ACTION ITEM
In the dated blog entries below, how many slices did Perfesser Hagedorn cut the pizza into, and for how many people? Please answer in one sentence.

EXCERPT PROVIDED
• • • •

There’s too much of never enough.
14 August 2024
Easy Photography
I came across a collection of photographs made with a scanning electron microscope. The images, “gold film displaying exotic physicochemical properties ... a cerebral snapshot of a synthetically grown brain organoid ... an array of nanocellulose crystals ... dendrite generated on a zinc surface,” were great. Of course they were. Whether it’s a closeup of stem cells or a photograph of distant nebulae, any image of something invisible to the naked eye is quite likely to be visually interesting.
That’s why I doubt that I’ll ever make a photograph with a microscope, a long telescope, or even a drone: that’s just too easy, even for someone as slothful as me. I’ll continue to make images of what almost anyone could have seen or imagined, but didn’t.
15 August 2024
Home Invasion!
You may have heard stories about brazen break-ins in the wild Oakland hills. I’m sorry to report that they’re all true.
It’s an atypically hot tonight, so I left my bedroom door open. Big mistake: a masked miscreant tried to rob me. I panicked when I stared into the gnawing jaws of death so I threw an empty little box at him as a deterrent. It didn’t work: he came in to sniff it and see if I was sharing food. I finally drove him away by fiddling with my camera. The vicious killer got bored waiting for me to make a nice portrait then wandered off.
(That’s why I like to photograph inanimate objects: they’re eternally patient, don’t care about how they’re depicted, and never ask for a print.)
16 August 2024
Spacings Between Eigenvalues of Random Elements and Pizza
Calling Perfesser Hagedorn a math hombre would be more than a small fraction of an understatement. I confirmed this by reading a few chapters of the book on his bedside table, Nicholas Katz and Peter Sarnak’s Random Matrices, Frobenius Eigenvalues, and Monodromy.*
I joined him at a small dinner party tonight where he cut a pizza into six slices for the seven people at the table.
“Did you not count the number of guests before cutting up the pie?” I asked.
“Of course, I did,” he replied, “but sevenths are really tricky.”
I admire him for being a brilliant as well as a practical mathematician.
*The Internet describes the work thusly: The main topic of this book is the deep relation between the spacings between zeros of zeta and $L$-functions and spacings between eigenvalues of random elements of large compact classical groups. This relation, the Montgomery-Odlyzko law, is shown to hold for wide classes of zeta and $L$-functions over finite fields.
17 August 2024
Severed Cable
I was enjoying a nice walk with Evelyn when we spotted a curious sight by the side of the road: a severed cable. And not just any cable; this was a very thick cable comprised of hundreds and hundreds of wires inside. It was sticking out of the ground; did a construction worker accidentally sever it with a backhoe and leave without burying the evidence?

• • • •

GIVEN INFORMATION
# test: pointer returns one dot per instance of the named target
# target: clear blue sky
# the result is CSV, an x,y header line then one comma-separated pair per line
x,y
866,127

• • • •

RESPONSE BOX
He cut the pizza into six slices for the seven people at the table.